▶ **Exercise**: Render the records from the line containing "Indicate every instance of the grass" through the end of the records, inclusive, as a two-column CSV with the header input,output. Give one row per record, with its text under input and its answer under output, and quote every field with any line breaks replaced by spaces.

START

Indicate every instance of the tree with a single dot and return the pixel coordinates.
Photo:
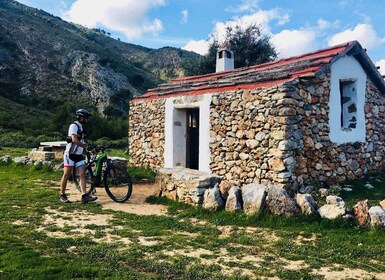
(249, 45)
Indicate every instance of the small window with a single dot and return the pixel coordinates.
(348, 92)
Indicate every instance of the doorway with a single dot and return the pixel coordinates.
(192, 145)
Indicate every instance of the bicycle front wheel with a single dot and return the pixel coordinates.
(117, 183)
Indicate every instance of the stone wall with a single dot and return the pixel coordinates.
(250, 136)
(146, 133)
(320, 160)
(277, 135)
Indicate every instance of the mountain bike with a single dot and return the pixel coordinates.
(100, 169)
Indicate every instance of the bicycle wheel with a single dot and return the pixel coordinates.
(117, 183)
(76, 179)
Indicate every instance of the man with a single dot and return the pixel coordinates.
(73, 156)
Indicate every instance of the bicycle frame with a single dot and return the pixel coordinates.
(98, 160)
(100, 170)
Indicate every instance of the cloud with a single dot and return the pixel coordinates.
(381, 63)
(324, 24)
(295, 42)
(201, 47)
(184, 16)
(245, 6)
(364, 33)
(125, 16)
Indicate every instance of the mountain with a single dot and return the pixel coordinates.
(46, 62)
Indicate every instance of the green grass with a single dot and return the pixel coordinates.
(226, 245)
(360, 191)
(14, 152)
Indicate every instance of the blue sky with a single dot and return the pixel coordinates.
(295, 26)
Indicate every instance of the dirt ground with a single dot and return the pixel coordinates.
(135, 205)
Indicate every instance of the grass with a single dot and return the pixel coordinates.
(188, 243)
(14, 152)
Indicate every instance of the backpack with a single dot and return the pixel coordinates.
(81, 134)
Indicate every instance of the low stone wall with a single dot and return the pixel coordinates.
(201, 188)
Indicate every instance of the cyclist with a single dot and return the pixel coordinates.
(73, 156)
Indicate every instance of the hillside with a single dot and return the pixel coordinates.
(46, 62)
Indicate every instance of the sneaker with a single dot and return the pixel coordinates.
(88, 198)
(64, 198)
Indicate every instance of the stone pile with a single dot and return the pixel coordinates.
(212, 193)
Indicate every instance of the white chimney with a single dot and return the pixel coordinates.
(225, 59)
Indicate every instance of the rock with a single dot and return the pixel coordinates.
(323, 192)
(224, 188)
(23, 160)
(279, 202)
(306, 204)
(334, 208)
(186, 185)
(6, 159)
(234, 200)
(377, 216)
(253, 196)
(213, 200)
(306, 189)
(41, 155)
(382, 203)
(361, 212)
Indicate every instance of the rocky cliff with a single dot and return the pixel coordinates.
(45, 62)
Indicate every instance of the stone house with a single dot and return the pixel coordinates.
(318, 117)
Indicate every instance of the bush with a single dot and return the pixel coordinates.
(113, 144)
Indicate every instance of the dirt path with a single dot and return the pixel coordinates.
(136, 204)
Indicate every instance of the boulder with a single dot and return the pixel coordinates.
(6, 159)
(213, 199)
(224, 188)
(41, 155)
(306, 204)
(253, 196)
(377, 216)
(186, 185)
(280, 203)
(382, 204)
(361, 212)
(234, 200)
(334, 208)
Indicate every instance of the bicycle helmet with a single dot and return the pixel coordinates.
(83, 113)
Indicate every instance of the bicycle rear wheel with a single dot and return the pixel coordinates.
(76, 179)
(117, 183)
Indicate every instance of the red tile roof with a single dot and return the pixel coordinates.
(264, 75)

END

▶ **Right answer**:
input,output
"Indicate every instance of the grass with a single dot and return the pixel coordinates.","(188, 243) (14, 152)"
"Indicate every instance of the backpack with a single dot and return the pixel coordinates.","(81, 134)"
"Indicate every instance of the low stone wall with a single dot and return the pixel coordinates.","(201, 188)"
"Indicate every instance of the cyclist with a single dot and return the pixel coordinates.","(73, 156)"
"Indicate every instance of the hillside with a single dot and return the pixel coordinates.","(46, 62)"
"Indicate every instance of the sneaker with a single dot and return the pixel coordinates.","(88, 198) (64, 198)"
"Indicate every instance of the stone pile with a single dot and return the pixel coordinates.","(212, 193)"
"Indicate every instance of the white chimney with a single dot and return the pixel coordinates.","(225, 59)"
"Indicate every instance of the rock with a single dot and return the pixel coordinates.","(323, 192) (224, 188) (23, 160) (279, 202) (306, 204) (334, 208) (186, 185) (6, 159) (234, 200) (377, 216) (253, 196) (213, 200) (306, 189) (41, 155) (382, 203) (361, 212)"
"Indicate every instance of the rocky cliff with a single dot and return the pixel coordinates.","(45, 62)"
"Indicate every instance of the stone house with a single dot and return the pixel coordinates.","(318, 117)"
"Indicate every instance of the bush with a single dot and return the pixel coordinates.","(113, 144)"
"Indicate every instance of the dirt path with a single dot and return the pixel coordinates.","(136, 204)"
"Indicate every instance of the boulder with a single dot and return the pixel coordinates.","(6, 159) (213, 199) (224, 188) (41, 155) (306, 204) (253, 196) (377, 216) (186, 185) (280, 203) (382, 204) (361, 212) (234, 200) (334, 208)"
"Indicate every instance of the bicycle helmet with a single dot and return the pixel coordinates.","(83, 113)"
"Indicate every instance of the bicycle rear wheel with a single dot and return the pixel coordinates.","(76, 179) (117, 183)"
"Indicate every instance of the red tile roof with a single dot and return the pixel coordinates.","(264, 75)"